### Exercise directions
Reproduce every line of the listing from the one containing "of the blue" down to the one containing "(1096, 794)", both ends included, and resize each coordinate in the answers by multiplying it by 0.95 and rounding to a whole number, with halves rounded up. All other wording stays unchanged.

(Data extracted from a collection)
══════════════════════════════
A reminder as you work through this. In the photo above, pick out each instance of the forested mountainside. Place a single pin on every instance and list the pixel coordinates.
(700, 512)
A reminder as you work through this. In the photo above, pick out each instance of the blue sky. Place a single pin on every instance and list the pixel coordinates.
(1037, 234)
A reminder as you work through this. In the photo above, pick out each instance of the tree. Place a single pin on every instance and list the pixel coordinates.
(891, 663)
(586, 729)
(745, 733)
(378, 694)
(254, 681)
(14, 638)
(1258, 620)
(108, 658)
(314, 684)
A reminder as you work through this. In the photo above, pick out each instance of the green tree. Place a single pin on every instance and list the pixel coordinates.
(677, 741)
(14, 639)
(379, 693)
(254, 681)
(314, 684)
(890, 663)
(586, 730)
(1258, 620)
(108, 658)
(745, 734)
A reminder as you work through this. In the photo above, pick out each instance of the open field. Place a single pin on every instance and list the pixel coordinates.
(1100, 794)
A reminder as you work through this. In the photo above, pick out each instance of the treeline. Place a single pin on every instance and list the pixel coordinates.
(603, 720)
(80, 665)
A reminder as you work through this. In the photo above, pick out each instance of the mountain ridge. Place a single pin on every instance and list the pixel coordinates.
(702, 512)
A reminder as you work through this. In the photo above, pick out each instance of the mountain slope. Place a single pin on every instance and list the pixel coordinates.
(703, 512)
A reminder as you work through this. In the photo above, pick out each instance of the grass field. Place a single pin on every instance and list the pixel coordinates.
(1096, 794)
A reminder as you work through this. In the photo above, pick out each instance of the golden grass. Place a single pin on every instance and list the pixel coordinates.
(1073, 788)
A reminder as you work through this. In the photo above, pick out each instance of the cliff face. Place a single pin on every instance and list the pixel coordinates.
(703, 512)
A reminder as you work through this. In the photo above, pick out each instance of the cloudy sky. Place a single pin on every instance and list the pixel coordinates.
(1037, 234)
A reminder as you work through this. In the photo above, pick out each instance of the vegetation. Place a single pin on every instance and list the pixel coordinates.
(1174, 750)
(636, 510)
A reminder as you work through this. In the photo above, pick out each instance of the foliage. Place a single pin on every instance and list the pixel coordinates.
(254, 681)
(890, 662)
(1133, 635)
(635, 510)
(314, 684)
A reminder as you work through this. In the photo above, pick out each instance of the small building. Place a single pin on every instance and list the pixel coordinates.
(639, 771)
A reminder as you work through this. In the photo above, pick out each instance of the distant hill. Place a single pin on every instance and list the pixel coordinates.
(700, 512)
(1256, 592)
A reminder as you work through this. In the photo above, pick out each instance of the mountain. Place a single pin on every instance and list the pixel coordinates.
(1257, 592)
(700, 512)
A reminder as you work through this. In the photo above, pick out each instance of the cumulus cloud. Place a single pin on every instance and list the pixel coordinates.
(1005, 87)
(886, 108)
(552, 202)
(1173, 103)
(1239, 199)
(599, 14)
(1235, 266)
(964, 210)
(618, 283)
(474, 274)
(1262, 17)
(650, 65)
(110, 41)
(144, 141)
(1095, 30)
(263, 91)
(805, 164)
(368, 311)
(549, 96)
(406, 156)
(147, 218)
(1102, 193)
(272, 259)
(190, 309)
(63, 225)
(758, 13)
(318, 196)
══════════════════════════════
### Output of the exercise
A reminder as you work through this. In the photo above, pick out each instance of the blue sky. Place a single pin on every instance and list the pixel coordinates.
(985, 222)
A reminder as you work through this. In the photo above, pick out each instance of the tree. Place a single pin on every instance and list the pixel coordinates.
(846, 630)
(557, 693)
(708, 696)
(359, 659)
(241, 647)
(13, 606)
(1195, 589)
(103, 625)
(298, 650)
A reminder as you work through this. In the photo above, pick out each instance of the green tree. Place a single pin on every instance and list the pixel coordinates.
(643, 704)
(13, 607)
(360, 658)
(241, 647)
(298, 650)
(846, 630)
(557, 694)
(1195, 589)
(103, 625)
(708, 697)
A reminder as you work through this. In the photo above, pick out each instance of the open field. Place a single pin on every instance and list the pixel coordinates.
(1045, 754)
A reminder as you work through this. In the photo above, pick out each instance of the treeline. Place a single pin on every instance and list the pixel coordinates.
(573, 684)
(76, 632)
A reminder as you work through this. In the photo above, pick out each instance of the mountain ridge. Place a single pin on every instance and list the pixel coordinates.
(667, 486)
A reminder as you work through this. In the photo above, pick out each instance of the mountain slope. Place a single pin on every instance and list the pixel coordinates.
(668, 486)
A reminder as you work through this. In the photo above, pick out each instance of the grass field. Place a single pin on every instance and list the pixel coordinates.
(1041, 754)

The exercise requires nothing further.